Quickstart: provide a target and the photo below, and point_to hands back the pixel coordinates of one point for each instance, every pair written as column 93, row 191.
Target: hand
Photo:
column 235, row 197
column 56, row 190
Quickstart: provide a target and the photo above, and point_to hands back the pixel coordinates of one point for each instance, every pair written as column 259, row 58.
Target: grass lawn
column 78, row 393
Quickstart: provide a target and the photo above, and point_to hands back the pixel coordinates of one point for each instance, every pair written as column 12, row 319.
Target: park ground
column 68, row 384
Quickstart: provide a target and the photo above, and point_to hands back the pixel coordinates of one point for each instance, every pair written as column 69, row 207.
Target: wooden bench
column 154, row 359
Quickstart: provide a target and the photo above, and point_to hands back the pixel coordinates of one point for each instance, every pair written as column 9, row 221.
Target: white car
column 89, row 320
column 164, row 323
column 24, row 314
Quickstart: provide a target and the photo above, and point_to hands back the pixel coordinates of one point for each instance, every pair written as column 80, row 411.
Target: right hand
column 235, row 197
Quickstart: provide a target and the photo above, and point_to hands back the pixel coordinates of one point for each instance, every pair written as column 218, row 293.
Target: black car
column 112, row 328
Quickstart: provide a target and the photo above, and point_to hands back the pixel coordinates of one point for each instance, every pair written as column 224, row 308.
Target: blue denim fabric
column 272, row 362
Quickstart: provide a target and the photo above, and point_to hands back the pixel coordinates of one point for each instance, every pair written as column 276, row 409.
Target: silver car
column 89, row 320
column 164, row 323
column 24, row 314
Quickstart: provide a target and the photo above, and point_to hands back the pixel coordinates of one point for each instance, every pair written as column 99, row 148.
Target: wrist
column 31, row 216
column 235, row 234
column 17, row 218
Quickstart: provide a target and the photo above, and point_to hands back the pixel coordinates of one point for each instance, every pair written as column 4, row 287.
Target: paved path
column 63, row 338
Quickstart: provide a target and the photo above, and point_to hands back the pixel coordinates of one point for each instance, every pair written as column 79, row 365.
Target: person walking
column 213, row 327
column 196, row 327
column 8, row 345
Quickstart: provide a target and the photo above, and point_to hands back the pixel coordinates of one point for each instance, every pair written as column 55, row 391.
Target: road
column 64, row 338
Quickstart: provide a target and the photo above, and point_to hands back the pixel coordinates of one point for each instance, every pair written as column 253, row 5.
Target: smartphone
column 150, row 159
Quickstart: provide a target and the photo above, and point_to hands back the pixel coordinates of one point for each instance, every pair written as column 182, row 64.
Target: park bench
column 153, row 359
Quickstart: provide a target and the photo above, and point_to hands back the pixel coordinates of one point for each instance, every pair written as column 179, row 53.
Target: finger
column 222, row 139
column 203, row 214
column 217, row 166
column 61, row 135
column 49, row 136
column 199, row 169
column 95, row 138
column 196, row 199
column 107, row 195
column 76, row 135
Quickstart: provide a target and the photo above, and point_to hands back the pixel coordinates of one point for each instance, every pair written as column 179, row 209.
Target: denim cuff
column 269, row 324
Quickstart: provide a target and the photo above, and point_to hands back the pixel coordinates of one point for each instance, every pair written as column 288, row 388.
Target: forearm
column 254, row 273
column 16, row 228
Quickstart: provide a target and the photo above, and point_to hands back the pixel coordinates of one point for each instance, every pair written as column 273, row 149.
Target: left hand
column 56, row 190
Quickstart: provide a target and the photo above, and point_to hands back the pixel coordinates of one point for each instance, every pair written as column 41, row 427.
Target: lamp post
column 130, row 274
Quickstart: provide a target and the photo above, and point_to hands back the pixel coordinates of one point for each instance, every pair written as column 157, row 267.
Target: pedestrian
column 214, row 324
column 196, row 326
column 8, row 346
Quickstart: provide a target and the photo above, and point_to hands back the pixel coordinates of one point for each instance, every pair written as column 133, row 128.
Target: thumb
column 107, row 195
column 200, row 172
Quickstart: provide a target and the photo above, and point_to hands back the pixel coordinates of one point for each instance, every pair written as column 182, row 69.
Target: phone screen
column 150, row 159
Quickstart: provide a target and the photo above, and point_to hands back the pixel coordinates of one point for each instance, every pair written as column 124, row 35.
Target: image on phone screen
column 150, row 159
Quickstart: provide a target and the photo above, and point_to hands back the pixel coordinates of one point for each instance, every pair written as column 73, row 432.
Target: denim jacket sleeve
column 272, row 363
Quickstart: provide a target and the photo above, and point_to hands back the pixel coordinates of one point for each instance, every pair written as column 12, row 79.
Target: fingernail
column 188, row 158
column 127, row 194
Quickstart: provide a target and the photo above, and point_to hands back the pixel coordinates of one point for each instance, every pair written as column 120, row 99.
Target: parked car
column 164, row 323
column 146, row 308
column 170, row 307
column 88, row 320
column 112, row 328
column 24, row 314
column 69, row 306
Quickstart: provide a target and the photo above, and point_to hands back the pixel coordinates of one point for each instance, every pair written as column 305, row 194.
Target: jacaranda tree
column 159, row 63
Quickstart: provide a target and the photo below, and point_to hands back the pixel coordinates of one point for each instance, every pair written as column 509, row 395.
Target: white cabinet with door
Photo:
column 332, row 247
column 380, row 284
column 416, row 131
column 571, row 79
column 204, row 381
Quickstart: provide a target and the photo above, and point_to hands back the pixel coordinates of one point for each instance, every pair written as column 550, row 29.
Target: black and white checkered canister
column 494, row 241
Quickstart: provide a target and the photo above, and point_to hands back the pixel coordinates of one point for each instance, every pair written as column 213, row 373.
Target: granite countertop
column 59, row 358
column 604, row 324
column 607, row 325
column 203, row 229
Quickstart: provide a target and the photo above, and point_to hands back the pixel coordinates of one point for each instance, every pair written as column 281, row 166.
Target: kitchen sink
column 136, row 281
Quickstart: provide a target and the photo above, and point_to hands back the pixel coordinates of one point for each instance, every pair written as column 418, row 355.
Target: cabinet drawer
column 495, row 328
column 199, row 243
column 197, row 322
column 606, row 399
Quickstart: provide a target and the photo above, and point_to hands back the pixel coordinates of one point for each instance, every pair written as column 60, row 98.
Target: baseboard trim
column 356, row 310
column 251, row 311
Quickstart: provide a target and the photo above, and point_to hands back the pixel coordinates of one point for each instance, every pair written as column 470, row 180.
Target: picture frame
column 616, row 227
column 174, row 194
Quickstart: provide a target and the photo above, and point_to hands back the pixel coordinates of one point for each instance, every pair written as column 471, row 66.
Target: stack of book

What to work on:
Copy the records above exactly, beginning at the line that contains "79, row 365." and stopping after the line that contains "179, row 53.".

Solved exercise:
Quickstart: provide a target and the photo above, and point_to hands back the pixel coordinates of one point for each instance, every pair written as column 79, row 365.
Target: person walking
column 213, row 327
column 196, row 327
column 8, row 345
Quickstart: provide a target and the photo above, and point_to hands back the pixel coordinates of one point for each instance, every pair written as column 55, row 391.
Target: road
column 64, row 338
Quickstart: provide a target and the photo above, and point_to hands back the pixel coordinates of one point for each instance, every pair written as column 253, row 5.
Target: smartphone
column 150, row 159
Quickstart: provide a target and the photo above, and point_to hands back the pixel coordinates of one point for each instance, every pair written as column 182, row 64.
Target: park bench
column 153, row 359
Quickstart: provide a target and the photo above, and point_to hands back the pixel coordinates of one point for each instance, every pair written as column 179, row 53.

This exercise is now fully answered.